--- Material provided ---

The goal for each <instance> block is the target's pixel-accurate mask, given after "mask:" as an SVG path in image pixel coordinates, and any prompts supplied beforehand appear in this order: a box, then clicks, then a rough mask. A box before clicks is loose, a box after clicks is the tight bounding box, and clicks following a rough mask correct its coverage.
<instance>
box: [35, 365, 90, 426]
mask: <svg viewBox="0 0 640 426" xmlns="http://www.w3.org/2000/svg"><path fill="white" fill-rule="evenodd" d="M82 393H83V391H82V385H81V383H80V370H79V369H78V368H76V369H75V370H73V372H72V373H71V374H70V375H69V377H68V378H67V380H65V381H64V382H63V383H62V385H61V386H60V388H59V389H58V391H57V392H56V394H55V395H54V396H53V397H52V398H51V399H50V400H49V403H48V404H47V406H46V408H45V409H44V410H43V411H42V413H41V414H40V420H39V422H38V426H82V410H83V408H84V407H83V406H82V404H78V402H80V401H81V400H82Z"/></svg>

---
--- Material provided ---

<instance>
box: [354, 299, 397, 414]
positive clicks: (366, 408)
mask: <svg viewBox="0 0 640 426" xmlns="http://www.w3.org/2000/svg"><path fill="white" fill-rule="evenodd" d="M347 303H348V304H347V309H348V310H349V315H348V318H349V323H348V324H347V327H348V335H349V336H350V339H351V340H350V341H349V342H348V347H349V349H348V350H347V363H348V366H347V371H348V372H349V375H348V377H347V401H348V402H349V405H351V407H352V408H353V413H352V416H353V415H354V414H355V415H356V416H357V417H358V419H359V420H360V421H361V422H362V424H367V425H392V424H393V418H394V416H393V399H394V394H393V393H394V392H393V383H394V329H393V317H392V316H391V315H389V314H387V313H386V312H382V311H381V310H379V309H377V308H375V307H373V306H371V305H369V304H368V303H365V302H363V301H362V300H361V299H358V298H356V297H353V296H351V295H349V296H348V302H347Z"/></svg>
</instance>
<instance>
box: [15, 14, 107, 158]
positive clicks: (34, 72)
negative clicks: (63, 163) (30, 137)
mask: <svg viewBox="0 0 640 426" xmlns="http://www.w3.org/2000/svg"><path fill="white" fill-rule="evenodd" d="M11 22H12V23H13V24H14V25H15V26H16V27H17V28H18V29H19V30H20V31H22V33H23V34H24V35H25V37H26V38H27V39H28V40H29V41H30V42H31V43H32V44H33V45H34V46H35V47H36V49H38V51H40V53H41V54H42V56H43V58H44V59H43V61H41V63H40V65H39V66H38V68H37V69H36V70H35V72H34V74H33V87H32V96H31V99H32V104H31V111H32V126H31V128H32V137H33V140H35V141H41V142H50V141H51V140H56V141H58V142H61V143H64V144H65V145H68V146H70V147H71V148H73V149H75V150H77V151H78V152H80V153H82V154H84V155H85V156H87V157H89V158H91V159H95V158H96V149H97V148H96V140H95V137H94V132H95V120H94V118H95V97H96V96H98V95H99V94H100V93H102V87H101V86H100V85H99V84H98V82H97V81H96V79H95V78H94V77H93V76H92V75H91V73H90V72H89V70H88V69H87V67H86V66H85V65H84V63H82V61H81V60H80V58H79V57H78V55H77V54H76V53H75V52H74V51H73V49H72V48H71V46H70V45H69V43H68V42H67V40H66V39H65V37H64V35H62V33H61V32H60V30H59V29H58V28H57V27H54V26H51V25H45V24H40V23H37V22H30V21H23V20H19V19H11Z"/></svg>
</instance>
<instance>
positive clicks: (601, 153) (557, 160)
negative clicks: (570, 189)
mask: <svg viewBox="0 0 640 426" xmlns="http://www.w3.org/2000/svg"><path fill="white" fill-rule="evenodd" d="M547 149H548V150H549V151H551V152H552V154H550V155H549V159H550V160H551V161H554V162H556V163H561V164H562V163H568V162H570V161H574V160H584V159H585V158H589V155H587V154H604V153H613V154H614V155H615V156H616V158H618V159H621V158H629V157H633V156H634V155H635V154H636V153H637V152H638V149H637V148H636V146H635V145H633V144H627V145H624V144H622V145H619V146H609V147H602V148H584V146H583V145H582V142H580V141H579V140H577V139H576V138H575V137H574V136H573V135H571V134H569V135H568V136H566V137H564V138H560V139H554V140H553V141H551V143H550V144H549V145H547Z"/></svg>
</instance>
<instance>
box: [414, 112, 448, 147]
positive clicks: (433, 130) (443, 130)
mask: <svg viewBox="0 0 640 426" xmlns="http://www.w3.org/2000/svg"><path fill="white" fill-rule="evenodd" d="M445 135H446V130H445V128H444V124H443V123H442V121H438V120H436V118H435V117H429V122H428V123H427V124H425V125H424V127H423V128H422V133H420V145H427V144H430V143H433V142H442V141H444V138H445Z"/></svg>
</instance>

---

Work to be completed:
From the records above, copy only the lines starting with the line that holds "positive clicks: (34, 72)" and going on through the line that holds "positive clicks: (601, 153) (557, 160)", exactly as written.

Worked solution:
positive clicks: (34, 72)
negative clicks: (63, 163) (30, 137)
mask: <svg viewBox="0 0 640 426" xmlns="http://www.w3.org/2000/svg"><path fill="white" fill-rule="evenodd" d="M11 22H12V23H13V24H14V25H15V26H16V27H17V28H18V29H19V30H20V31H22V33H23V34H24V35H25V37H26V38H27V39H28V40H29V41H30V42H31V43H32V44H33V45H34V46H35V47H36V49H38V51H40V53H41V54H42V56H43V58H44V59H43V61H41V63H40V65H39V66H38V68H37V69H36V70H35V72H34V74H33V87H32V96H31V99H32V104H31V111H32V126H31V128H32V137H33V140H35V141H41V142H50V141H51V140H56V141H58V142H61V143H64V144H65V145H68V146H70V147H71V148H73V149H75V150H77V151H78V152H80V153H82V154H84V155H85V156H87V157H89V158H91V159H95V158H96V149H97V148H96V140H95V137H94V132H95V120H94V118H95V97H96V96H98V95H99V94H100V93H102V87H101V86H100V85H99V84H98V82H97V81H96V79H95V78H94V77H93V76H92V75H91V73H90V72H89V70H88V69H87V67H86V66H85V65H84V63H82V61H81V60H80V58H79V57H78V55H77V54H76V53H75V52H74V51H73V49H72V48H71V46H70V45H69V43H68V42H67V40H66V39H65V37H64V35H62V33H61V32H60V30H59V29H58V28H57V27H54V26H51V25H45V24H40V23H37V22H30V21H23V20H19V19H11Z"/></svg>
</instance>
<instance>
positive clicks: (601, 153) (557, 160)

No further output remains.